» **ASSIGNMENT**:
Only an exact copy of the entries will serve as the answer.

=======

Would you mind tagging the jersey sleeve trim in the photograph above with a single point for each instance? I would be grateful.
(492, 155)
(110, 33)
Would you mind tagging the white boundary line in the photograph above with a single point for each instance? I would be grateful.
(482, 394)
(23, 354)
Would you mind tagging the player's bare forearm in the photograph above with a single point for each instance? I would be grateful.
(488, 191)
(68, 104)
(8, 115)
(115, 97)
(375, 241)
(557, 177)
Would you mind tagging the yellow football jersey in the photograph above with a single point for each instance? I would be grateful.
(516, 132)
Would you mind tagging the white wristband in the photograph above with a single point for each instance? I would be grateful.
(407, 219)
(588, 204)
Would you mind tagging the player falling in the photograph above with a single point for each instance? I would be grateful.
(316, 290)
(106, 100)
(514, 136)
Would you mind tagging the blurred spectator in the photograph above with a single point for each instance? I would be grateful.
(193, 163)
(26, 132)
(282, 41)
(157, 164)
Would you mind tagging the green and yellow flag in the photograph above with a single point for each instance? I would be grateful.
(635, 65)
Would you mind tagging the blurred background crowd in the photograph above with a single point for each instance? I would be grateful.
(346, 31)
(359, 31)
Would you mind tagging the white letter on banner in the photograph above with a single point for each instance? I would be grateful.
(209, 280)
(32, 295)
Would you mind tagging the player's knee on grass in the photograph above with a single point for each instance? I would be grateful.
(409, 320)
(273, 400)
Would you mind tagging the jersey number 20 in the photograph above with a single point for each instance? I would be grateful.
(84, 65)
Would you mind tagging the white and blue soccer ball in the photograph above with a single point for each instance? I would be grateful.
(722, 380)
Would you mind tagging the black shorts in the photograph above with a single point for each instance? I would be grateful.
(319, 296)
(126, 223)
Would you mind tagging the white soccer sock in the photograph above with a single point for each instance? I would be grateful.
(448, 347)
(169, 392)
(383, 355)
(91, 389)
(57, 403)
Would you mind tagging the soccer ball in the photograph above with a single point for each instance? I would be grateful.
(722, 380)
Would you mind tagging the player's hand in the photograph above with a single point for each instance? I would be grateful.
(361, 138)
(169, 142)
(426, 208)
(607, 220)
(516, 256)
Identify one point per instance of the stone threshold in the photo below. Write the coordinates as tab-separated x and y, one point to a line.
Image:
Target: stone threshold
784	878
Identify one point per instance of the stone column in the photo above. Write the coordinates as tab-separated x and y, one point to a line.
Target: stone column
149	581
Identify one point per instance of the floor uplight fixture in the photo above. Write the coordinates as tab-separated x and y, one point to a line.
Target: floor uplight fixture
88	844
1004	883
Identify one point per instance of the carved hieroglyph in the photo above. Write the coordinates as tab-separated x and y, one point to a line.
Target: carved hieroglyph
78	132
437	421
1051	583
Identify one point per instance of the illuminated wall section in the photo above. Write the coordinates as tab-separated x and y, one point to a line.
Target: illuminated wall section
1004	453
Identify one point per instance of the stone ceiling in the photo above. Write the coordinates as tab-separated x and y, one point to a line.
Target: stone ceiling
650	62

=======

» **RESPONSE TO THIS EXERCISE**:
Would you mind tagging the jersey sleeve trim in the photograph above with a single point for each instance? I would be grateful.
(492, 155)
(110, 33)
Would you mind tagging the white boundary line in the photograph above with a single point for each instance? I would be grateful.
(482, 394)
(23, 354)
Would you mind tagging the player's bare forearm in the photograph above with a single point for each instance? I would be grateful.
(488, 191)
(68, 104)
(8, 115)
(115, 97)
(375, 241)
(557, 177)
Would you mind tagging the yellow football jersey in the photograph above with a single point for each instance? I would be grateful.
(516, 132)
Would you mind tagging the white wristband in the photograph above with a single point for each instance? I would be grateful.
(407, 219)
(588, 204)
Would you mind tagging the player falling in the photograph above with a single point for each instance? I would be grateful.
(316, 290)
(106, 100)
(514, 136)
Would you mind tagging the blurred spectator in the photograph above with a single point for each instance? I would be grateful.
(193, 163)
(26, 132)
(282, 41)
(157, 164)
Would you mind tagging the green and yellow flag in the photograph above with a single point for each instance? I would be grateful.
(635, 65)
Would you mind tagging the blurred background crowd in the photograph above with a single point for each instance? I would be grateful.
(346, 31)
(359, 31)
Would you mind tagging the white letter on banner in the photograph above with a single point for each instance? I would be grateful.
(209, 280)
(32, 295)
Would you mind tagging the player's knee on grass in the photograph above with a single point for each instance? I would be grateful.
(409, 320)
(273, 400)
Would you mind tagging the jersey number 20 in the photograph above with a single point for each instance? I would be grateful.
(84, 65)
Would you mind tagging the white and blue soccer ball in the photograph above with a single point for each instance? I would be grateful.
(722, 380)
Would you mind tagging the black shorts in the photograph above with a single point for each instance? I would be grateful.
(319, 296)
(126, 223)
Would you mind tagging the white soccer sock in the photograph above with a single point for each instance? I would be grateful.
(448, 347)
(169, 392)
(383, 355)
(91, 389)
(57, 403)
Would you mind tagging the soccer ball in the photograph above with a single point for each instance? I would be grateful.
(722, 380)
Would you mind tagging the player's hand in the photograph above with a single point for each instance? I would be grateful.
(361, 138)
(169, 142)
(426, 208)
(607, 220)
(516, 256)
Identify one point per instance of the stone threshold in the photo below. Write the coordinates as tab-separated x and y, one point to a line.
Image:
Target: stone threshold
784	878
Identify one point per instance of the stone column in the photo above. Write the coordinates as tab-separated x and y, one point to a line.
Target: stone column
149	581
Identify one point per instance of the floor uplight fixture in the photo above. Write the coordinates as tab-separated x and y, one point to a line.
Target: floor uplight fixture
88	844
1004	883
Identify one point per instance of the carved hieroglyph in the photo above. Write the coordinates as tab-separated x and y, one point to a line.
Target: carved hieroglyph
78	132
437	421
1051	583
Identify one point per instance of the illuminated wall section in the photo above. Write the coordinates as tab-separated x and y, one point to a line.
Target: illuminated wall section
1004	453
Identify one point per instance of the stone ceiling in the photo above. Write the coordinates as tab-separated x and y, one point to a line.
Target: stone ceiling
650	62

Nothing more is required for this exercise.